● Reading text:
┏━━
Do you have a stubborn dog?
Over the years, it has been my experience that many people respond with an affirmative, yes. Many times, the yes is accompanied by either a sigh of frustration or a defeated sense of acceptance.
I celebrated my birthday recently and it got me contemplating the mindset we have about personalities that are “stubborn”. A friend of mine wished me a happy birthday and noted we were fellow “rams”… meaning we both fall under the astrological sign of Aries.
Please, don’t stop reading! I promise not to go down a deep rabbit hole about birth signs and their perceived impact on our personalities. However, the perception that the Ram personality type is quite fitting isn’t lost on me.
Some people might describe me as stubborn, aggressive, or obsessive. I know, at times, I can be brash and quite headstrong in getting my way. In fact, as I think this through, I realize that I gravitate toward those same qualities when picking my personal dogs. The old adage: “dogs resemble their owners” rings pretty true, at least in reference to personality!
The good news is, there’s a flip side to the negative connotations that go along with my character traits. If we play with some synonyms, I’d say that persistent, bold, and determined are some of my best assets. I’m certain those traits are keys to the success I’ve had in helping others better understand their dogs and build stronger relationships.
┗━━
● Excerpted records:
┏━━
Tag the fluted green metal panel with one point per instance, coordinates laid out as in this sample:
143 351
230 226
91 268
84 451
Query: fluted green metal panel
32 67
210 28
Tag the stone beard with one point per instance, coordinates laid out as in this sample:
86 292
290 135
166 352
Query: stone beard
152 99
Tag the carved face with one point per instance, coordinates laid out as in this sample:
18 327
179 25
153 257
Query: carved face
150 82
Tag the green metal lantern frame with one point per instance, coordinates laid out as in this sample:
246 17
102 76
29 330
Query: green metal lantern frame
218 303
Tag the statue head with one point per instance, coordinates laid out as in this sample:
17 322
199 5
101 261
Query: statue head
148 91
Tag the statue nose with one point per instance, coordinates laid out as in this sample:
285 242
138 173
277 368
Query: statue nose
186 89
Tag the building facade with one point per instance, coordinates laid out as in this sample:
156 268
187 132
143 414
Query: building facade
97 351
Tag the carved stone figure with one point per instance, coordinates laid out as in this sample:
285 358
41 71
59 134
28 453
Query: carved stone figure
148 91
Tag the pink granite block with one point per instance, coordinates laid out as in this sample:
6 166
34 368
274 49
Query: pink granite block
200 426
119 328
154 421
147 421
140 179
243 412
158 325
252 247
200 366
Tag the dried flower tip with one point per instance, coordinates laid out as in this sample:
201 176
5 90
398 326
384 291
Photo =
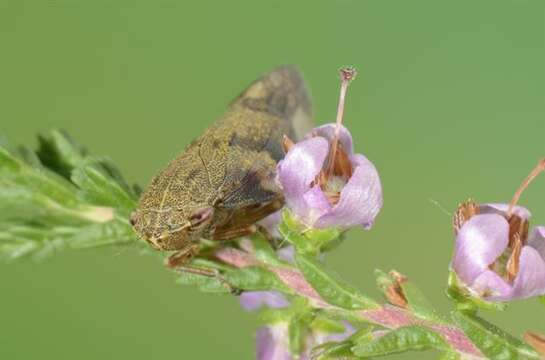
┗━━
● Short problem:
Answer these questions from the text on stubborn dogs.
(a) What two reactions often accompany people's "yes" to the opening question?
(b) Under which astrological sign do the writer and the friend both fall?
(c) Which three words does the writer name as some of their best assets?

● Output of the task:
(a) Either a sigh of frustration or a defeated sense of acceptance.
(b) Aries.
(c) Persistent, bold, and determined.